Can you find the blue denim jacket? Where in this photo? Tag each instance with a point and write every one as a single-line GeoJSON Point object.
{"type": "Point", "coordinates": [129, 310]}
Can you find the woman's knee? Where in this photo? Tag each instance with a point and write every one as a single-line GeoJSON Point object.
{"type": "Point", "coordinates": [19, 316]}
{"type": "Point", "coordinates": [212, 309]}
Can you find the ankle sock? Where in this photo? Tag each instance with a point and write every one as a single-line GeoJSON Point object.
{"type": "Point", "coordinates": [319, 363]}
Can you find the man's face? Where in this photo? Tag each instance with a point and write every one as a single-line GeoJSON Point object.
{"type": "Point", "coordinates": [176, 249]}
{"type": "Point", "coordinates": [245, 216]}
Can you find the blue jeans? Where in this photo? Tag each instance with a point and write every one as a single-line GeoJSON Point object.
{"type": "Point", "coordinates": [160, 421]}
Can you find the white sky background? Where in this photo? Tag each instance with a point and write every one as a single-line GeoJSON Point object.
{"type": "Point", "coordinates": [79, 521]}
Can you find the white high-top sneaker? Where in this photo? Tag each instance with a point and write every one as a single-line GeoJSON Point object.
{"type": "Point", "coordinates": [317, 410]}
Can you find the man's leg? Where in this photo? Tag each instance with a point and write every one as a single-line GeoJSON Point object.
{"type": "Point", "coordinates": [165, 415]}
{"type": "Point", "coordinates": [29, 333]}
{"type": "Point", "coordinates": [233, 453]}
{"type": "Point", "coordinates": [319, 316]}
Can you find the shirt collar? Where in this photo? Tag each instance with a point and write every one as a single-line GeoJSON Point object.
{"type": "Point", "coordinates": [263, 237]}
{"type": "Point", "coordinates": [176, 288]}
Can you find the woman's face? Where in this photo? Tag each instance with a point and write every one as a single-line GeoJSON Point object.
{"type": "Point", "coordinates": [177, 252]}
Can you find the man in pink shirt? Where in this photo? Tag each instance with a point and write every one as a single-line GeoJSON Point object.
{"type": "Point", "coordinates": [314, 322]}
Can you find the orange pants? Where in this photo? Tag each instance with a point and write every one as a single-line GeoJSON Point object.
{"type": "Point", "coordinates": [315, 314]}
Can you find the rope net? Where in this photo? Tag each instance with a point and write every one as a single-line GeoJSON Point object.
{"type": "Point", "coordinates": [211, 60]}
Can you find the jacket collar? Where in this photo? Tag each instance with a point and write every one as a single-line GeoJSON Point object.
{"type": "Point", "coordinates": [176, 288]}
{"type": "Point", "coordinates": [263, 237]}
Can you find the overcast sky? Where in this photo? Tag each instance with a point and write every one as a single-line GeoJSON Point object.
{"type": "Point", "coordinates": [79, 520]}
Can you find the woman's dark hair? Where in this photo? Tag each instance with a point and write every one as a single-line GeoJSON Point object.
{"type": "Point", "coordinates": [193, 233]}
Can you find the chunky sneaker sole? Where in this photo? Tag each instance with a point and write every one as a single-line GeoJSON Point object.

++++++++

* _EXERCISE INSTRUCTIONS_: Every entry is to be transcribed exactly as it stands.

* _OUTPUT FOR THIS EXERCISE_:
Can you find the blue denim jacket? Where in this photo? Tag each instance with a point and write every one as a single-line GeoJSON Point object.
{"type": "Point", "coordinates": [129, 310]}
Can you find the woman's knee? Where in this photo? Tag each instance with a point and write every one as a single-line GeoJSON Point object.
{"type": "Point", "coordinates": [19, 316]}
{"type": "Point", "coordinates": [212, 309]}
Can you find the ankle sock? Where in this photo? Tag each instance with a point and write every one as a single-line GeoJSON Point object.
{"type": "Point", "coordinates": [319, 363]}
Can you find the man's face? Where in this photo? Tag each instance with a point and write every one as a single-line GeoJSON Point object.
{"type": "Point", "coordinates": [176, 249]}
{"type": "Point", "coordinates": [245, 216]}
Can you find the blue jeans? Where in this photo? Tag each instance with a point and write every one as a single-line GeoJSON Point object.
{"type": "Point", "coordinates": [160, 421]}
Can you find the white sky background? Where in this photo? Tag each instance with a point and write every one as a single-line GeoJSON Point object.
{"type": "Point", "coordinates": [79, 521]}
Can you find the white high-top sneaker? Where in this photo? Tag each instance with a point and write every one as a single-line GeoJSON Point object.
{"type": "Point", "coordinates": [317, 410]}
Can you find the man's leg? Where in this photo? Tag each instance with a point and write every one as a single-line GeoJSON Point object.
{"type": "Point", "coordinates": [165, 415]}
{"type": "Point", "coordinates": [29, 333]}
{"type": "Point", "coordinates": [233, 453]}
{"type": "Point", "coordinates": [319, 316]}
Can you find the shirt collar? Where in this photo? Tag each instance with a point and write every one as a single-line GeoJSON Point object.
{"type": "Point", "coordinates": [263, 237]}
{"type": "Point", "coordinates": [176, 288]}
Can you find the woman's face? Where in this photo? Tag each instance with a point and write every one as a single-line GeoJSON Point object.
{"type": "Point", "coordinates": [177, 252]}
Can you find the man in pink shirt? Where in this photo? Tag each instance with a point and write every one as a single-line GeoJSON Point object.
{"type": "Point", "coordinates": [314, 322]}
Can you find the orange pants? Where in this photo? Tag each instance with a point and write every one as a single-line GeoJSON Point object.
{"type": "Point", "coordinates": [315, 314]}
Can you find the rope net? Where in this photo? Tag each instance with a point and write every one as a single-line GeoJSON Point object.
{"type": "Point", "coordinates": [211, 60]}
Can you find the jacket collar? Where in this photo? Tag each instance with a point and write every one as a single-line GeoJSON Point object.
{"type": "Point", "coordinates": [176, 288]}
{"type": "Point", "coordinates": [263, 237]}
Can you find the overcast sky? Where in this photo? Tag each instance with a point and write every one as a single-line GeoJSON Point object.
{"type": "Point", "coordinates": [79, 520]}
Can you find the woman's dark hair? Where in this photo? Tag each instance with a point and write every one as a single-line GeoJSON Point object.
{"type": "Point", "coordinates": [193, 233]}
Can you find the chunky sneaker sole? Where in this photo? Tag each instance with a point and write every one as a single-line GeoJSON Point object.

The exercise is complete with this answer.